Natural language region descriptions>

>>>>>

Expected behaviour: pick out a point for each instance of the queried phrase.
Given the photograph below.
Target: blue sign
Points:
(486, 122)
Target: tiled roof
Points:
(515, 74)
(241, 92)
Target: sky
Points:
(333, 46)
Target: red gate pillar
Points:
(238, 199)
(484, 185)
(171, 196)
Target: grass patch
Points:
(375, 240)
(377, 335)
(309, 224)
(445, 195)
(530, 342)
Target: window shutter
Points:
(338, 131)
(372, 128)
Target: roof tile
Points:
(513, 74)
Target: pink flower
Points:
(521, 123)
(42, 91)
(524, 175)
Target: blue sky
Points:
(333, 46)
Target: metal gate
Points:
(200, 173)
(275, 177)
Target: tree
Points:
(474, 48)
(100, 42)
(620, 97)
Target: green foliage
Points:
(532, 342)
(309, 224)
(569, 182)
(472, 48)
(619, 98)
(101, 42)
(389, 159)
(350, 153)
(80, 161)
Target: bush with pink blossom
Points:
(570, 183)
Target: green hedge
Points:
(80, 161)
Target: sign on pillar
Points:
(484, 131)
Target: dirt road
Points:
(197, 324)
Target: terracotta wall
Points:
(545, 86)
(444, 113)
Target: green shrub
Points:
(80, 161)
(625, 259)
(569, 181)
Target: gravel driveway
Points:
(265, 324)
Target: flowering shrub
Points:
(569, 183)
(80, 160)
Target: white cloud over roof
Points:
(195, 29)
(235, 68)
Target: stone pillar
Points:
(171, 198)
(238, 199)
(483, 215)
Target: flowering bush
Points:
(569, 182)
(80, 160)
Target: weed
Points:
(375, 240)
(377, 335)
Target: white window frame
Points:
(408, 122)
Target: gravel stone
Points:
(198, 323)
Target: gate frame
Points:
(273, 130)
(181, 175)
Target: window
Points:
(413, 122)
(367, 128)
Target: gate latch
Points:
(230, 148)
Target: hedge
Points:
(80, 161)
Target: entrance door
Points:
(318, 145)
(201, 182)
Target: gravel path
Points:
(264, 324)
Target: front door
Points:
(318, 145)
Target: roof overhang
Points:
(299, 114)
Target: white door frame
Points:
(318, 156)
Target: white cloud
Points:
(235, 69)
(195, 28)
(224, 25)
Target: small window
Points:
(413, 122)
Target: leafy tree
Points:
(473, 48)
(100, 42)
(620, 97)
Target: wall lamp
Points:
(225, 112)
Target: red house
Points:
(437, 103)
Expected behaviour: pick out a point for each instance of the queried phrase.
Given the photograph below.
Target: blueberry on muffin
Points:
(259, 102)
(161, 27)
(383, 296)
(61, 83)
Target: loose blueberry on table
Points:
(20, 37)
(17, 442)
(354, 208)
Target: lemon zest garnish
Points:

<<<<<

Problem> Copy out the line holding "Target: roof overhang". Then copy every later line of the data, unchanged, through the last one.

Problem solution>
Target: roof overhang
Points:
(299, 114)
Target: white door frame
Points:
(318, 156)
Target: white cloud
Points:
(235, 69)
(195, 28)
(224, 25)
Target: small window
Points:
(413, 122)
Target: leafy tree
Points:
(473, 48)
(100, 42)
(620, 97)
Target: wall lamp
Points:
(225, 112)
Target: red house
Points:
(437, 103)
Expected behaviour: pick out a point for each instance of the queried phrase.
Given the photograph below.
Target: blueberry on muffin
Points:
(259, 102)
(161, 27)
(383, 296)
(61, 83)
Target: loose blueberry on table
Points:
(20, 37)
(17, 442)
(354, 208)
Target: lemon zest garnish
Points:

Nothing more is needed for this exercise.